** OBJECTIVE **
Please set down the following listing word for word, keeping every line and its order unchanged.

** TASK INPUT **
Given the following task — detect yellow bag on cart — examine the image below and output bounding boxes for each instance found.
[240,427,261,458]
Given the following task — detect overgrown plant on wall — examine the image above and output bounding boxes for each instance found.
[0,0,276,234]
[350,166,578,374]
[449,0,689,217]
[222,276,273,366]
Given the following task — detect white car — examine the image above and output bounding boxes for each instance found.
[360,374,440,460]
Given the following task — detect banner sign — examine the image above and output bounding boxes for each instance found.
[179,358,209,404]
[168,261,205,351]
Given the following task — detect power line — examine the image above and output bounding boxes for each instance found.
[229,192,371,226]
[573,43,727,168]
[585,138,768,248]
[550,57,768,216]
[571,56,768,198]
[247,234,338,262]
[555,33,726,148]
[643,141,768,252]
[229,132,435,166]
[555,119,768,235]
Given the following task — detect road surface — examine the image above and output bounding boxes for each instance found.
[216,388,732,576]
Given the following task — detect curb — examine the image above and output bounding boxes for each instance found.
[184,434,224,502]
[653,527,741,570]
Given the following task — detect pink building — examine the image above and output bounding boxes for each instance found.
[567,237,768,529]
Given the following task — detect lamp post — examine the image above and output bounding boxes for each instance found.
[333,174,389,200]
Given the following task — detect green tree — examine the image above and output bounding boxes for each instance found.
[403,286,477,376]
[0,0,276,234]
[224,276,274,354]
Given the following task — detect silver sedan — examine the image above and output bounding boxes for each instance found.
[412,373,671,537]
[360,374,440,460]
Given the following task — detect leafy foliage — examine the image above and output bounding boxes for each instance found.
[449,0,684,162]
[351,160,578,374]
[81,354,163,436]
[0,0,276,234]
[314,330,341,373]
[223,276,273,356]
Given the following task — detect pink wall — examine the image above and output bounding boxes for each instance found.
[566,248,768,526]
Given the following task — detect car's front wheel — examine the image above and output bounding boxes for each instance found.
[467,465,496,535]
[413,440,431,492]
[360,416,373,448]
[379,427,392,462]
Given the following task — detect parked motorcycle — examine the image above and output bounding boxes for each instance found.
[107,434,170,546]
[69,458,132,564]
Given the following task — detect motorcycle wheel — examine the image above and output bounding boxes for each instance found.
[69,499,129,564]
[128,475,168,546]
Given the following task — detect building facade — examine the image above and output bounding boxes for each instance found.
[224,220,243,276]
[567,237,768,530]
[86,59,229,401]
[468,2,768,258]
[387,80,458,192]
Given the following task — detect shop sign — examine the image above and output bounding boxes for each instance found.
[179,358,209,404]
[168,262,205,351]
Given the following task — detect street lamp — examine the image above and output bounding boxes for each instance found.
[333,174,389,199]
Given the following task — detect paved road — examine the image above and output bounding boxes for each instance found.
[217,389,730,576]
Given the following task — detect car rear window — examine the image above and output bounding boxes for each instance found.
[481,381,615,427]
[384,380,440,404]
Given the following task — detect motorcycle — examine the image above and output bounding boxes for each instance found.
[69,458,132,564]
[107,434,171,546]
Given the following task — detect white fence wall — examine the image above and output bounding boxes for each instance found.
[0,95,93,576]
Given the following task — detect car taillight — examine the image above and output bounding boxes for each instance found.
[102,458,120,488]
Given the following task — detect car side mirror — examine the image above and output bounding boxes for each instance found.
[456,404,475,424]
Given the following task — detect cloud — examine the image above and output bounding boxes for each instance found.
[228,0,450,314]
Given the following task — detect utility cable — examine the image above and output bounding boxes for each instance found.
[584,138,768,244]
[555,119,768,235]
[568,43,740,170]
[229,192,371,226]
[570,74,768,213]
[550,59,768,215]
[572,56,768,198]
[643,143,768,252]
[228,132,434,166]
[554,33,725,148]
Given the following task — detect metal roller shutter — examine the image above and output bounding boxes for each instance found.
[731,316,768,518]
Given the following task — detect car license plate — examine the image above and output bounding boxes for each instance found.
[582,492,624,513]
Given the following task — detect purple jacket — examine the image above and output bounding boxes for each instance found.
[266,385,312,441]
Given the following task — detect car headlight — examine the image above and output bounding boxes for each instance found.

** COMPLETED TASK **
Given the following task — detect yellow bag on cart — examine the image below and output bounding boxes for each instance found.
[240,427,261,458]
Given the following task — detect overgrown plant on wall — examine the image above and output bounding boxes for each instance found.
[0,0,276,234]
[350,166,578,374]
[449,0,689,217]
[222,276,273,366]
Given the following task — detect white car — examine the image above and output bounding boxes for each instance found.
[360,374,440,460]
Given the following task — detect banner sign — examine the image above and output bounding boxes for each instance found.
[179,358,209,404]
[168,261,205,351]
Given the following task — detect power line — examine the image above and output bounding boxes for each instance found.
[229,192,371,226]
[573,43,727,168]
[585,138,768,248]
[550,57,768,216]
[571,56,768,198]
[247,234,338,262]
[555,33,726,148]
[643,141,768,252]
[229,132,435,166]
[555,119,768,235]
Given the following task — detect road surface — examine the image above and output bounding boxes for each instance found.
[216,388,732,576]
Given the following task — detect curb — examine the image above and output bounding boxes for each instance found.
[184,434,224,502]
[653,527,741,570]
Given the following task — detect pink building — examine the image above and output bounding boxes for each instance found.
[567,237,768,529]
Given the following task — detect lamp post — examine the image above and output bounding boxes for each instance found.
[333,174,389,200]
Given the following task — detect green tree — examine the image above and output bounding boxes for each instance found.
[403,286,477,376]
[0,0,276,234]
[224,276,274,354]
Given the following task — detect silver sedan — examine the image above and output bounding boxes for each instance found.
[412,373,671,537]
[360,374,440,460]
Given the following task — detect leafy foliage — examine the image above and output bounding boxes for each instance found.
[449,0,684,162]
[351,160,578,374]
[81,354,163,436]
[0,0,276,234]
[314,330,341,373]
[223,276,273,356]
Given the following task — detect pink wall — examine the image above and output bounding boxes for each instance found.
[566,248,768,526]
Given the following task — detect car's front wheel — examine the image above and output bounding boxes for each instance found.
[467,465,496,535]
[413,440,431,492]
[360,416,373,448]
[379,427,392,462]
Given the following task — detect parked motorcycle — examine the image above and output bounding boxes for each instance found.
[107,434,170,546]
[69,458,132,564]
Given the following task — detect motorcycle wheel — examine the image above and output bounding boxes for each instance found.
[69,499,129,564]
[128,475,168,546]
Given the following task — detect building facade — examine the image above and output bounding boxes for each instance found.
[224,220,243,276]
[567,237,768,530]
[86,59,229,401]
[468,2,768,258]
[387,80,458,192]
Given the following task — detect shop sign — examine the image above and output bounding boxes for each instance found.
[179,358,209,404]
[168,262,205,351]
Given the following task — detect street lamp — examine the image above and output bounding boxes for each instance found.
[333,174,389,199]
Given the following task — detect paved road — examine the image above and output bounding boxes for each instance found.
[217,389,730,576]
Given the following task — detect car rear window — examine the image above and output bounding boxes for each instance found.
[481,381,615,427]
[384,380,440,404]
Given the following task — detect motorcycle — examine the image above and output bounding boxes for each instance found.
[69,458,132,564]
[107,434,171,546]
Given the following task — detect white fence wall — examine the image above and output bounding boxes for each instance found.
[0,95,93,576]
Given the following task — detect car taillight — examine the image above and output bounding boxes for each instance found.
[102,458,120,488]
Given the following task — detect car side mirror — examine the image above and output bounding boxes for each instance found.
[456,404,475,424]
Given the following task — detect cloud — examine the image above and output bounding boxes for each instance found.
[228,0,450,314]
Given the following task — detect utility cable — examine the image above and output bounding boxes for each instance found.
[584,138,768,244]
[555,119,768,235]
[568,43,740,170]
[229,192,371,226]
[570,74,768,213]
[550,59,768,215]
[572,56,768,198]
[643,143,768,252]
[228,132,434,166]
[554,33,725,148]
Given the following task — detect metal roller shutter — examine the image above and output bounding boxes for each instance found.
[731,316,768,518]
Given the following task — detect car license plate — examine the image above and output bounding boxes for each instance found.
[582,492,624,513]
Given the following task — detect purple jacket — examine the image above and output bounding boxes for each instance found.
[266,385,312,441]
Given the following task — detect car headlight — examine the image above and output bounding boxes for each instance found.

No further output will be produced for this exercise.